(Petunjuk Pengerjaan)
A - Menurut petikan tentang perkembangan ekonomi Islam, apa aspek kedua yang ditawarkan Adiwarman Karim (2003)?
B - Lanjutkan petikan tentang perkembangan ekonomi Islam, dimulai tepat setelah kalimat terakhirnya.

Adiwarman Karim (2003) menawarkan 3 aspek pendekatan untuk menggambarkan perkembangan ekonomi Islam. Aspek pertama mempunyai substansi yang sama dengan yang ditawarkan Dawam Rahardjo (2003), yaitu perkembangan ilmu ekonomi syariah tetapi implikasi dari perkembangan ini, memasukan variabel sumber daya insani yang oleh peneliti sebelumnya di jadikan sebagai variabel tersendiri. Aspek yang kedua adalah perkembangan sistem ekonomi Islam, perkembangan ini harus direlasikan dengan perekonomian secara umum. Menariknya dalam aspek ini Adiwarman karim, menekankan pada pentingnya political will dalam mendukung perkembangan sistem ekonomi Islam, seperti regulasi tentang sistem ekonomi dan keuangan Islam itu sendiri perlu ada payung hukum yang mengatur aturan mainnya dalam dunia legal formal. Aspek yang terakhir adalah perkembangan ekonomi umat, aspek ini juga mempunyai kesamaan yang kuat dengan variabel yang disajikan Dawam Rahardjo.

(Data yang Diberikan)
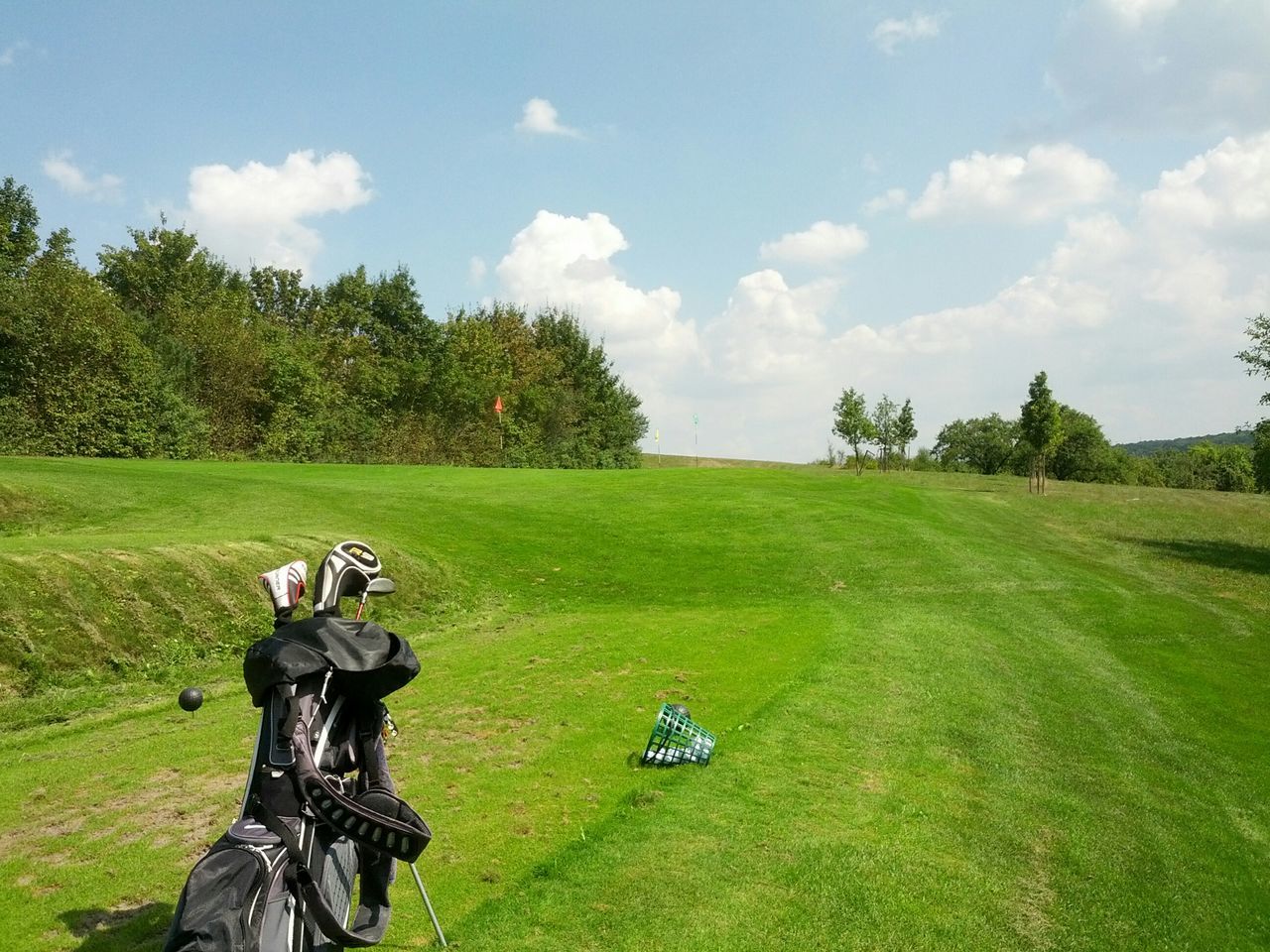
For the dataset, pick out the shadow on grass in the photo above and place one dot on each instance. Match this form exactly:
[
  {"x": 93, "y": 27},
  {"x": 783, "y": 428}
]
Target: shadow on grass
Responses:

(Jawaban Tiap Tugas)
A - Aspek kedua adalah perkembangan sistem ekonomi Islam, yang harus direlasikan dengan perekonomian secara umum.

B -
Dari semua formulasi yang dihadirkan tersebut, tidak satupun formulasi yang mencoba untuk menekankan pada ekonomi Islam secara substansi, maksudnya melihat sesungguhnya bangunan dari ekonomi Islam itu sendiri. Selama ini Ekonomi Islam selalu diposisikan sebagai pengkritik dari ekonomi Ekonomi Konvensional yang mapan dalam kurun waktu kurang dari 100 tahun terakhir ini, dalam memposisikan sebagai pengkritik ini sudah pasti ekonomi Islam seharusnya mempunyai kerangka yang jelas sehingga proses mengkritik menjadi objektif. Penekanan pada formulasi untuk mengevalusi ekonomi Islam secara substansi ini merupakan hal yang urgen.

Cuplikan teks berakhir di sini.